Dataset records
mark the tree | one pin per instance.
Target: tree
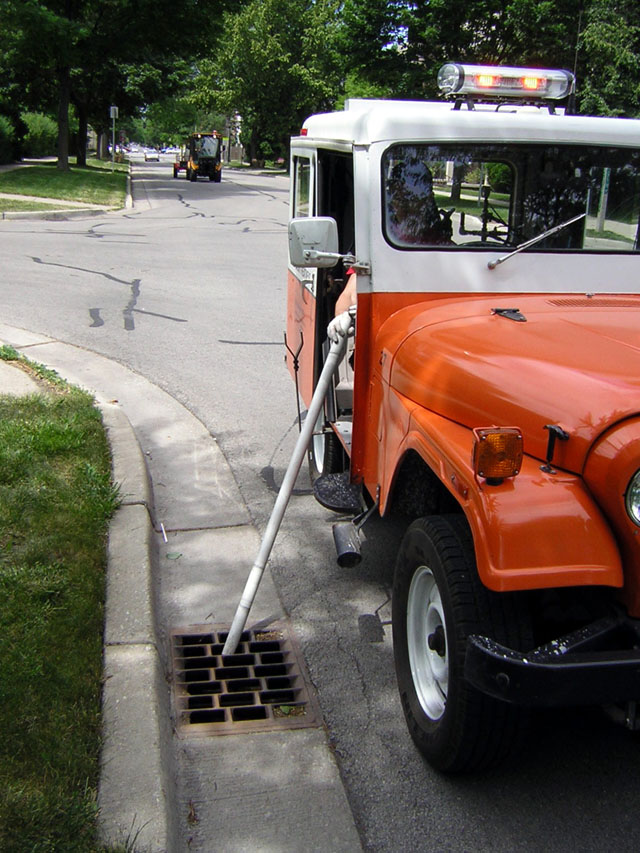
(278, 63)
(85, 45)
(401, 44)
(610, 43)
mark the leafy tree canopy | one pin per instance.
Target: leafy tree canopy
(277, 62)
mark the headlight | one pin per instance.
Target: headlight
(632, 498)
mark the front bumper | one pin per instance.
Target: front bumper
(596, 665)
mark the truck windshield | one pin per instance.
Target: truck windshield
(490, 195)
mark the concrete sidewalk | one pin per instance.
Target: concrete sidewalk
(180, 549)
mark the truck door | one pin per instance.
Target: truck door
(302, 282)
(322, 185)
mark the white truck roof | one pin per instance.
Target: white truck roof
(365, 122)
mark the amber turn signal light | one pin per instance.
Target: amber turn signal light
(497, 453)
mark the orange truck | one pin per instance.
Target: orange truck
(200, 156)
(491, 391)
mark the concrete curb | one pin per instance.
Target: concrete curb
(134, 795)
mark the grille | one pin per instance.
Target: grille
(262, 687)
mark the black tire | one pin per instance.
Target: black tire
(325, 454)
(438, 601)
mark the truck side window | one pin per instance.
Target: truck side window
(302, 187)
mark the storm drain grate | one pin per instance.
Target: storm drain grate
(262, 687)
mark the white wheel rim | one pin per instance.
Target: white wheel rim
(429, 666)
(319, 440)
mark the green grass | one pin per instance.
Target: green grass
(56, 498)
(8, 205)
(95, 184)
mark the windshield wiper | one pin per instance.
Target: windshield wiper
(493, 264)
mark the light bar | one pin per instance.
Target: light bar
(493, 81)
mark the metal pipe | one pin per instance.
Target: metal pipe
(334, 357)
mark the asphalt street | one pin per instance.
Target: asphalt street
(188, 290)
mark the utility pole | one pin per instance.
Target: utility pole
(113, 112)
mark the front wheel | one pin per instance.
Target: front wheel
(438, 601)
(325, 454)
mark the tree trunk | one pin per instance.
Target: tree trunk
(81, 141)
(103, 145)
(456, 184)
(63, 119)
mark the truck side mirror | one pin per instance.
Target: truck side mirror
(313, 241)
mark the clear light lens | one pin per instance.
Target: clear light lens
(499, 81)
(450, 78)
(632, 498)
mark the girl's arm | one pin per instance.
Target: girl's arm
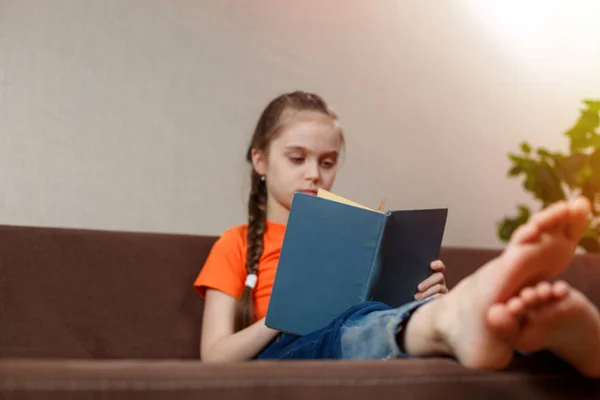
(218, 340)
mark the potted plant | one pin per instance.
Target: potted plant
(552, 176)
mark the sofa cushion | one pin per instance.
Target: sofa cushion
(96, 294)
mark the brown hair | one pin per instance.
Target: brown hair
(267, 128)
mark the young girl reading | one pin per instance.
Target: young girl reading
(296, 146)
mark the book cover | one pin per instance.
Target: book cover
(337, 253)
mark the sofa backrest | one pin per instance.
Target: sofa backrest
(95, 294)
(73, 293)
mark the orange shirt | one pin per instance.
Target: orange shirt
(225, 266)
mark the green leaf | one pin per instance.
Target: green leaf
(544, 153)
(516, 170)
(569, 169)
(593, 105)
(547, 186)
(594, 164)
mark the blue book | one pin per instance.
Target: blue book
(337, 254)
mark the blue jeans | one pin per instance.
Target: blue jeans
(365, 331)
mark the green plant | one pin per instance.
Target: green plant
(553, 176)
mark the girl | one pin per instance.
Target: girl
(296, 146)
(480, 322)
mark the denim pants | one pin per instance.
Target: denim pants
(365, 331)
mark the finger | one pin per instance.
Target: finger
(438, 266)
(434, 279)
(434, 290)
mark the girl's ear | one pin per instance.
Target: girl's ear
(259, 161)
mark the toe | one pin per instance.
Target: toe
(515, 306)
(544, 291)
(560, 289)
(579, 212)
(526, 233)
(529, 297)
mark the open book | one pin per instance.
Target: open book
(337, 253)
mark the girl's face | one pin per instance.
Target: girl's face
(302, 158)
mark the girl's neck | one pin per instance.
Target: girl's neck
(277, 213)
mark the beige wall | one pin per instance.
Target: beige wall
(113, 113)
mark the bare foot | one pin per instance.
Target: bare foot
(554, 317)
(457, 324)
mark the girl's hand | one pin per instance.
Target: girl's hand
(434, 285)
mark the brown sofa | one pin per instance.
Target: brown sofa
(97, 314)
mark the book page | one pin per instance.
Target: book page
(334, 197)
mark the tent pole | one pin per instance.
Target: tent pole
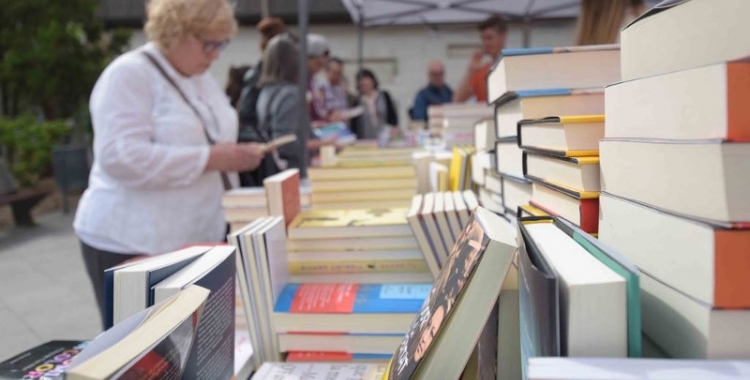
(361, 39)
(526, 32)
(303, 9)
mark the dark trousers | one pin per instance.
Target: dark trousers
(97, 261)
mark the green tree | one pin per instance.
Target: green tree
(51, 53)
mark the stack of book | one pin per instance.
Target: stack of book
(675, 164)
(454, 123)
(436, 220)
(354, 245)
(362, 182)
(561, 158)
(246, 204)
(484, 173)
(531, 84)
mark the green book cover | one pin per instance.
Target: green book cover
(623, 267)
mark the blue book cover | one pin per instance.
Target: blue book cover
(352, 298)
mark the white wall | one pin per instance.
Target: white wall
(408, 50)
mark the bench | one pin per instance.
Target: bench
(22, 203)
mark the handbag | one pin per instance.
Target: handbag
(224, 177)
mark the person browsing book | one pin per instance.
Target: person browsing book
(474, 83)
(165, 145)
(380, 115)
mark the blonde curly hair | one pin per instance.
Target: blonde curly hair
(170, 21)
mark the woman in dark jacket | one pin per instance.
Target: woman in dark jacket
(380, 113)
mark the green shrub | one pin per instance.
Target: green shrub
(27, 146)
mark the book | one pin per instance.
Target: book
(623, 267)
(348, 308)
(369, 171)
(626, 369)
(432, 230)
(702, 260)
(352, 243)
(484, 135)
(580, 208)
(559, 67)
(156, 341)
(516, 192)
(344, 136)
(283, 192)
(46, 361)
(322, 356)
(244, 197)
(515, 106)
(593, 309)
(128, 287)
(462, 208)
(655, 43)
(323, 224)
(381, 344)
(699, 179)
(694, 104)
(509, 157)
(538, 300)
(689, 329)
(362, 185)
(378, 265)
(580, 173)
(215, 270)
(451, 214)
(562, 136)
(319, 371)
(446, 329)
(493, 183)
(418, 226)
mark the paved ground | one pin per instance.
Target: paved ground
(44, 291)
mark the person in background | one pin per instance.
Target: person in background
(280, 100)
(165, 142)
(436, 92)
(234, 83)
(600, 22)
(333, 90)
(268, 27)
(474, 83)
(380, 114)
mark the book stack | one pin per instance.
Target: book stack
(579, 299)
(561, 158)
(454, 123)
(246, 204)
(354, 245)
(364, 181)
(484, 173)
(532, 84)
(674, 174)
(437, 220)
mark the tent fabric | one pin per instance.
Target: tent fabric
(404, 12)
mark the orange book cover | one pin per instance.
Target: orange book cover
(731, 263)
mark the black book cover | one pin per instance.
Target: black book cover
(47, 361)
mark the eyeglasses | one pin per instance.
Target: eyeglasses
(210, 47)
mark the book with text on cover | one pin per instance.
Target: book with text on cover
(553, 67)
(446, 329)
(153, 344)
(47, 361)
(568, 136)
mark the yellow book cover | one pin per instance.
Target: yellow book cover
(357, 266)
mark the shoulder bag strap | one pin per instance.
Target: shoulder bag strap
(224, 177)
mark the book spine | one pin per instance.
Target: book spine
(364, 266)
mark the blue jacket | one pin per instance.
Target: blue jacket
(428, 96)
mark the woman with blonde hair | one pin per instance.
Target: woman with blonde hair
(164, 141)
(600, 21)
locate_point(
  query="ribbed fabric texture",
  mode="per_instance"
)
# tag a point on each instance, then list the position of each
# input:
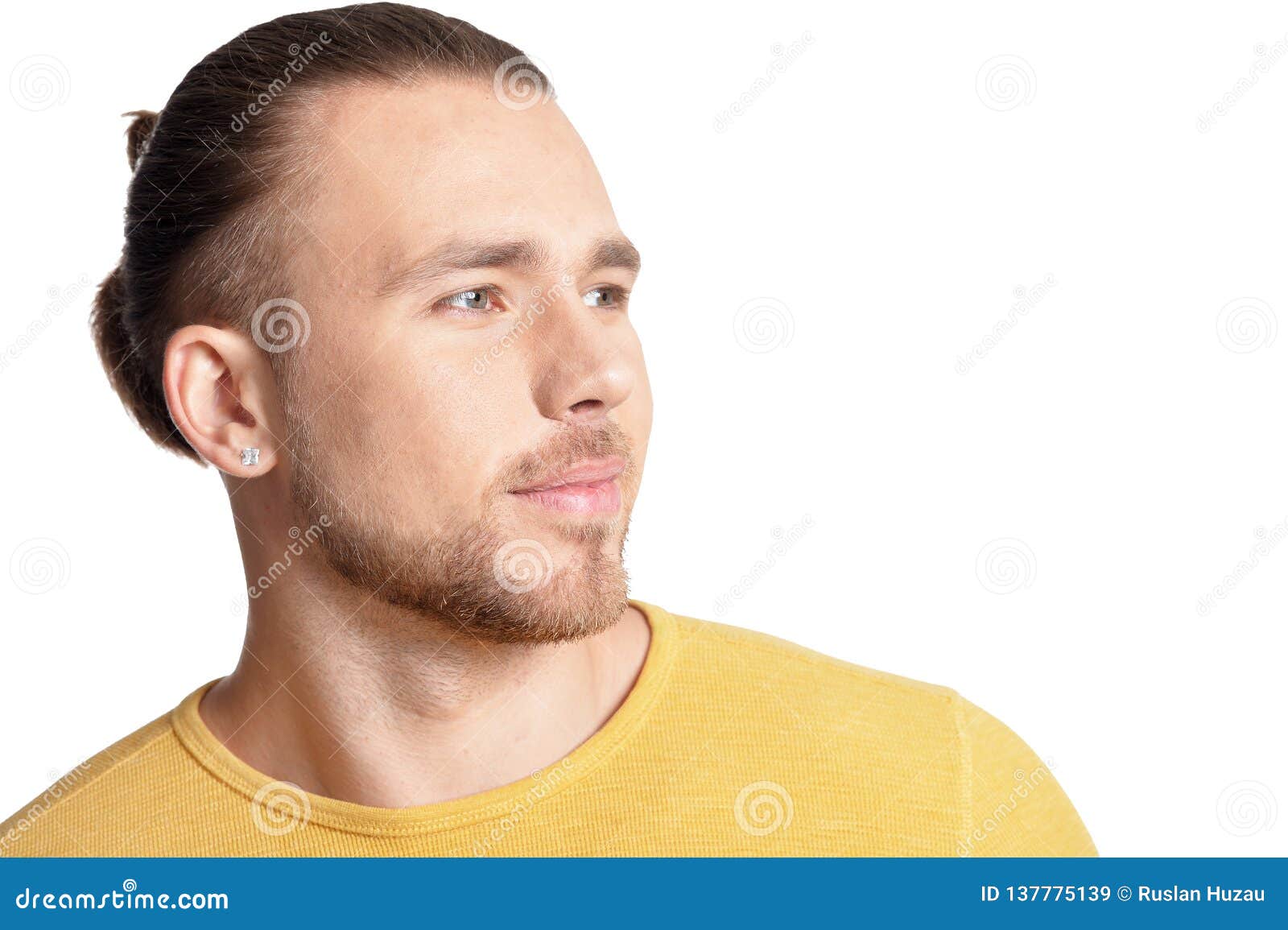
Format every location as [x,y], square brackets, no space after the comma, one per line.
[731,743]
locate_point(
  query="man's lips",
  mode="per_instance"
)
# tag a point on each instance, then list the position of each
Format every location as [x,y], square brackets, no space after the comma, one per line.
[588,487]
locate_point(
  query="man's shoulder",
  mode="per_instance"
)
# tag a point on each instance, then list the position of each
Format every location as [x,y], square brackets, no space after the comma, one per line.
[70,816]
[732,668]
[760,653]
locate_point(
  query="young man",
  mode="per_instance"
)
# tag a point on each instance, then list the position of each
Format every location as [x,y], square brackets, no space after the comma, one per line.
[373,276]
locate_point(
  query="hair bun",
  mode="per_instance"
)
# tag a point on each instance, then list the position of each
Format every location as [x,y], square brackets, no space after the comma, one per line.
[139,134]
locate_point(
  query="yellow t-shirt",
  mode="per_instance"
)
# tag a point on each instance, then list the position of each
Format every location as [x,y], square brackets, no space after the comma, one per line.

_Problem to solve_
Only lines containing the word "query" should appear in the answer, and every such line from the records above must be there.

_Answer to this task_
  query="ribbed fabric texture",
  query="man's lips",
  query="man's shoulder",
  query="young man",
  query="hair bun",
  query="yellow t-shirt",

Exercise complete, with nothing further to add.